* begin Document extract *

We give the first differentially private algorithms that estimate a variety of geometric features of points in the Euclidean space, such as diameter, width, volume of convex hull, min-bounding box, min-enclosing ball, etc. Our work relies heavily on the notion of Tukey-depth. Instead of (non-privately) approximating the convex-hull of the given set of points P, our algorithms approximate the geometric features of D_{P}(κ) - the κ-Tukey region induced by P (all points of Tukey-depth κ or greater). Moreover, our approximations are all bi-criteria: for any geometric feature μ our (α,Δ)-approximation is a value "sandwiched" between (1-α)μ(D_P(κ)) and (1+α)μ(D_P(κ-Δ)).
Our work is aimed at producing a (α,Δ)-kernel of D_P(κ), namely a set 𝒮 such that (after a shift) it holds that (1-α)D_P(κ) ⊂ CH(𝒮) ⊂ (1+α)D_P(κ-Δ). We show that an analogous notion of a bi-critera approximation of a directional kernel, as originally proposed by [Pankaj K. Agarwal et al., 2004], fails to give a kernel, and so we result to subtler notions of approximations of projections that do yield a kernel. First, we give differentially private algorithms that find (α,Δ)-kernels for a "fat" Tukey-region. Then, based on a private approximation of the min-bounding box, we find a transformation that does turn D_P(κ) into a "fat" region but only if its volume is proportional to the volume of D_P(κ-Δ). Lastly, we give a novel private algorithm that finds a depth parameter κ for which the volume of D_P(κ) is comparable to the volume of D_P(κ-Δ). We hope our work leads to the further study of the intersection of differential privacy and computational geometry.

* end Document extract *
* begin Raw records *

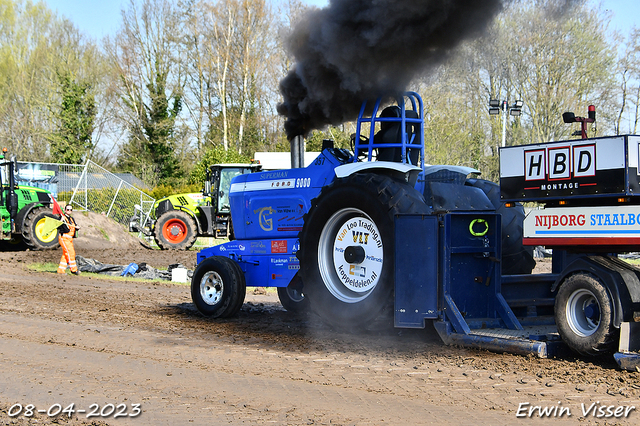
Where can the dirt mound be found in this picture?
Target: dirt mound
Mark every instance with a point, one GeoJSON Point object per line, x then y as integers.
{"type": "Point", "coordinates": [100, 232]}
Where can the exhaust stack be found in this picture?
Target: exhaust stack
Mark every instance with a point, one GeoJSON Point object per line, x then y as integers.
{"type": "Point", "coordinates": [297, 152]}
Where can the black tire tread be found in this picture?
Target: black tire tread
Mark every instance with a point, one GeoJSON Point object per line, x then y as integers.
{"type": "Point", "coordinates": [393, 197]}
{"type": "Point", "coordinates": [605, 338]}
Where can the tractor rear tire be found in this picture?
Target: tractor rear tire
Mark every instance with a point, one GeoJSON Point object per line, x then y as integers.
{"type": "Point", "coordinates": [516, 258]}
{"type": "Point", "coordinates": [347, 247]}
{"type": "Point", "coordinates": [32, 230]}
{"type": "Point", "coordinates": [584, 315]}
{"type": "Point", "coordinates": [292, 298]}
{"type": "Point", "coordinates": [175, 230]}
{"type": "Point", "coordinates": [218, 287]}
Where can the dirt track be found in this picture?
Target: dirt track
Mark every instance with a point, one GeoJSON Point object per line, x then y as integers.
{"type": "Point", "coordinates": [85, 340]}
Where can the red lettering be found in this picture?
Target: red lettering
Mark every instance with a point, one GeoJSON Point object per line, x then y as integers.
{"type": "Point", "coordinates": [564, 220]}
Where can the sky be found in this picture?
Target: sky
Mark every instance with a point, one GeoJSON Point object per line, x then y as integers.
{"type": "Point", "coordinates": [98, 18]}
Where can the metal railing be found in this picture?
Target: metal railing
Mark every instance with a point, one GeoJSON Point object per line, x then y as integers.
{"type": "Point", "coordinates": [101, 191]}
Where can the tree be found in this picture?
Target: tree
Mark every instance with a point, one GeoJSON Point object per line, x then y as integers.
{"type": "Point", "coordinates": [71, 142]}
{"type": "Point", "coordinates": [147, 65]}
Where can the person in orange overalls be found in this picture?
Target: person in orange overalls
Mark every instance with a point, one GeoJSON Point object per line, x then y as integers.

* end Raw records *
* begin Raw records *

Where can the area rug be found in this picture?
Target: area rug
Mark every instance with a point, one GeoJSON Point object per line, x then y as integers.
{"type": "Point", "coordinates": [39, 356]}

* end Raw records *
* begin Raw records *

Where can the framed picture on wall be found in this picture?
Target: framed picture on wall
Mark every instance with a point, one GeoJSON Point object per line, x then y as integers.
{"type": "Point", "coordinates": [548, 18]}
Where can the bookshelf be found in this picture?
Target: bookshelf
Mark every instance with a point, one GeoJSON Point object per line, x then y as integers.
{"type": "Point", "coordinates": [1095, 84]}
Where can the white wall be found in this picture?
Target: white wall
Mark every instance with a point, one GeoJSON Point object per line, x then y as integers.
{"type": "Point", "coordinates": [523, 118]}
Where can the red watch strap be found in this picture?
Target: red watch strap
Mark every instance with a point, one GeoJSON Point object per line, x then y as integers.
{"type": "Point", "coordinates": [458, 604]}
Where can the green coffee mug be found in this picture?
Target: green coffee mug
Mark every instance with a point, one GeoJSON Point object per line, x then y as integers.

* end Raw records *

Written instruction:
Quote the passage on differentially private geometric estimation above from "We give the" to "(1-α)μ(D_P(κ)) and (1+α)μ(D_P(κ-Δ)).".

Response below:
We give the first differentially private algorithms that estimate a variety of geometric features of points in the Euclidean space, such as diameter, width, volume of convex hull, min-bounding box, min-enclosing ball, etc. Our work relies heavily on the notion of Tukey-depth. Instead of (non-privately) approximating the convex-hull of the given set of points P, our algorithms approximate the geometric features of D_{P}(κ) - the κ-Tukey region induced by P (all points of Tukey-depth κ or greater). Moreover, our approximations are all bi-criteria: for any geometric feature μ our (α,Δ)-approximation is a value "sandwiched" between (1-α)μ(D_P(κ)) and (1+α)μ(D_P(κ-Δ)).